>>

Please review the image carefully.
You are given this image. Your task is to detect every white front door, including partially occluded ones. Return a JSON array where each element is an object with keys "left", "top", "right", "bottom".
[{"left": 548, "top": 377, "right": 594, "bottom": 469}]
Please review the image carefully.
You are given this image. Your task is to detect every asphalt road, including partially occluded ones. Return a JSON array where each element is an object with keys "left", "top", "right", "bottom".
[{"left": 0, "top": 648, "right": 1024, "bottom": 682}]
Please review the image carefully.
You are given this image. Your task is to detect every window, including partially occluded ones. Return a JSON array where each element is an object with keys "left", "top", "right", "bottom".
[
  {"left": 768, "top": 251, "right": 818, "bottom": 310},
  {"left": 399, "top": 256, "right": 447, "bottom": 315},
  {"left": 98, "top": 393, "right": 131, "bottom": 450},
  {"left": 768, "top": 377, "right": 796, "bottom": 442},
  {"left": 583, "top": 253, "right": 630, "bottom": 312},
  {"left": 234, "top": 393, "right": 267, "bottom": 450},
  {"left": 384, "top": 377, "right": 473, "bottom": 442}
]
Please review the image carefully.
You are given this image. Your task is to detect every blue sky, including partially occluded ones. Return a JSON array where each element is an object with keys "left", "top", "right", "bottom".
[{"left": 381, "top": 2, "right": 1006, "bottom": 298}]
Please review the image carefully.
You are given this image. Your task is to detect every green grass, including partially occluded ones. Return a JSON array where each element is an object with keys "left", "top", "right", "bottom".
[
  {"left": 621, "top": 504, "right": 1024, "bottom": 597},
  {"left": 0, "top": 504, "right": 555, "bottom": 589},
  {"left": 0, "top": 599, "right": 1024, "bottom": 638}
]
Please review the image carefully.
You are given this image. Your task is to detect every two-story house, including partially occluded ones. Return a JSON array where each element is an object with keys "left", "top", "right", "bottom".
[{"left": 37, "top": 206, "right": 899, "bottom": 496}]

<<

Reproduce every line above word for word, with no changes.

Please review the image carefully.
You are given this image. Your task is to detect every white front door, including partially occluded ones. Return a JSON array where each element is an object with keys "left", "top", "right", "bottom".
[{"left": 548, "top": 377, "right": 594, "bottom": 469}]
Please review the image carefully.
You are given this image. Your task is to detect every asphalt road, including partially occluded ones. Return a JSON array where each element is an object with keys "left", "top", "right", "bottom".
[{"left": 0, "top": 648, "right": 1024, "bottom": 682}]
Please review the image carefully.
You are given this image. Your task is to detect every window, including partially occluded ones. Return a JSON array where each element is an object with keys "left", "top", "right", "bottom".
[
  {"left": 768, "top": 251, "right": 818, "bottom": 310},
  {"left": 399, "top": 256, "right": 447, "bottom": 315},
  {"left": 98, "top": 393, "right": 131, "bottom": 450},
  {"left": 768, "top": 377, "right": 796, "bottom": 442},
  {"left": 583, "top": 253, "right": 630, "bottom": 312},
  {"left": 234, "top": 393, "right": 267, "bottom": 450},
  {"left": 384, "top": 377, "right": 473, "bottom": 442}
]
Please review the image carefully.
You are given this image. Your task is to detect every blue sky, including partially occluded ones. Return a JSON array where each element is an object with keys "left", "top", "right", "bottom".
[{"left": 381, "top": 2, "right": 1006, "bottom": 298}]
Please review the image carefully.
You are given this image. Your task is to detect every green grass, including partially occluded ones. Return a JSON array where each element is an object with keys "left", "top", "right", "bottom".
[
  {"left": 621, "top": 504, "right": 1024, "bottom": 597},
  {"left": 0, "top": 504, "right": 555, "bottom": 589},
  {"left": 0, "top": 599, "right": 1024, "bottom": 638}
]
Please review the image carefully.
You are given this image. Your task is to detect every two-story house, including partially occluded ones. Return a JSON array where each element is an object with keys "left", "top", "right", "bottom".
[{"left": 37, "top": 206, "right": 899, "bottom": 496}]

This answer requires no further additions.